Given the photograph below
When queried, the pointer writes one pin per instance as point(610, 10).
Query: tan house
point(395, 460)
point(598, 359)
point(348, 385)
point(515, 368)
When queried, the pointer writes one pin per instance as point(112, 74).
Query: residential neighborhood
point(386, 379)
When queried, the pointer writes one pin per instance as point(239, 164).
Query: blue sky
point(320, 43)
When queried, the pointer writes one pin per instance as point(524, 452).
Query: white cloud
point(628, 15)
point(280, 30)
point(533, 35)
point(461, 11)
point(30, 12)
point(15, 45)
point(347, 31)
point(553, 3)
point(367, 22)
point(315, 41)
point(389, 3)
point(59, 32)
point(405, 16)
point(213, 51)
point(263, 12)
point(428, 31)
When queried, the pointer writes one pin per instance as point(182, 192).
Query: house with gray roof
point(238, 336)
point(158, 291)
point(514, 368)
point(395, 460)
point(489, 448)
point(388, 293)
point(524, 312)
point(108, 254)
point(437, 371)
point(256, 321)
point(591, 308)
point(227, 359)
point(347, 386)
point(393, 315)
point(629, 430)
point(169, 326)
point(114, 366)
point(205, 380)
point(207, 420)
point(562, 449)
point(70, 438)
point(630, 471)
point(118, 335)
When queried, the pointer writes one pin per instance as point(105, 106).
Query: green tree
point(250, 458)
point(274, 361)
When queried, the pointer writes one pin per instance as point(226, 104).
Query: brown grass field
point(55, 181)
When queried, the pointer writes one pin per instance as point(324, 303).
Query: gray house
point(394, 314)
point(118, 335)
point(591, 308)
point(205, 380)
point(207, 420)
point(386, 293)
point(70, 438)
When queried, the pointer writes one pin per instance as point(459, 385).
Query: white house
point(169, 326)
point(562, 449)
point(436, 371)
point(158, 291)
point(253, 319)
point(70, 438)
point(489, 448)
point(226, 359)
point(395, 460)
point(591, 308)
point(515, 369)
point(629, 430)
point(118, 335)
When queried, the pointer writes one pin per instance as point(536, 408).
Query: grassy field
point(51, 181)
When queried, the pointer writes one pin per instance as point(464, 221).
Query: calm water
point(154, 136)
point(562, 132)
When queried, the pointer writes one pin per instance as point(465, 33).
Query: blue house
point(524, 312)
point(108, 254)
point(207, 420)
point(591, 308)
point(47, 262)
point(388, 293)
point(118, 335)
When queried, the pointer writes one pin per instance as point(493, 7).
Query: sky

━━━━━━━━━━━━━━━━━━━━

Reproduce every one of the items above verbatim, leaving each line unchanged.

● Exercise result
Given the photograph below
When queried, the pointer writes one pin per instance as point(610, 10).
Query: tan house
point(395, 460)
point(598, 359)
point(348, 385)
point(515, 368)
When queried, the pointer writes one pin per instance as point(112, 74).
Query: residential neighborhood
point(386, 379)
When queried, the pointer writes one pin per instance as point(239, 164).
Query: blue sky
point(320, 43)
When queried, the pointer writes one pin per instance as point(524, 452).
Query: white cloud
point(628, 15)
point(280, 30)
point(533, 35)
point(461, 11)
point(30, 12)
point(15, 45)
point(347, 31)
point(553, 3)
point(367, 22)
point(315, 41)
point(389, 3)
point(59, 32)
point(405, 16)
point(213, 51)
point(263, 12)
point(428, 31)
When queried, the pointer writes one pin per instance as point(182, 192).
Query: house with gray roof
point(238, 336)
point(158, 291)
point(514, 368)
point(395, 460)
point(489, 448)
point(388, 293)
point(524, 312)
point(108, 254)
point(437, 371)
point(256, 321)
point(591, 308)
point(227, 359)
point(347, 386)
point(393, 315)
point(629, 430)
point(169, 326)
point(114, 366)
point(205, 380)
point(207, 420)
point(562, 449)
point(70, 438)
point(630, 471)
point(118, 335)
When queried, the pointer writes one pin per instance as point(105, 106).
Query: green tree
point(250, 458)
point(274, 361)
When queried, the pointer writes one pin per instance as point(226, 104).
Query: brown grass field
point(55, 181)
When queried, the pointer writes one pin per instance as point(324, 303).
Query: gray house
point(394, 314)
point(118, 335)
point(591, 308)
point(205, 380)
point(207, 420)
point(386, 293)
point(70, 438)
When queried, the pointer writes one pin per instance as point(459, 385).
Query: white house
point(169, 326)
point(562, 449)
point(436, 371)
point(158, 291)
point(253, 319)
point(70, 438)
point(489, 448)
point(226, 359)
point(395, 460)
point(591, 308)
point(515, 369)
point(629, 430)
point(118, 335)
When queried, the pointer writes one pin per instance as point(536, 408).
Query: grassy field
point(51, 181)
When queried, the pointer writes one pin per instance as point(464, 221).
Query: calm water
point(154, 136)
point(562, 132)
When queried, the pointer writes one pin per instance as point(465, 33).
Query: blue house
point(524, 312)
point(108, 254)
point(207, 420)
point(591, 308)
point(47, 262)
point(388, 293)
point(118, 335)
When queried, the pointer writes one pin per instance as point(493, 7).
Query: sky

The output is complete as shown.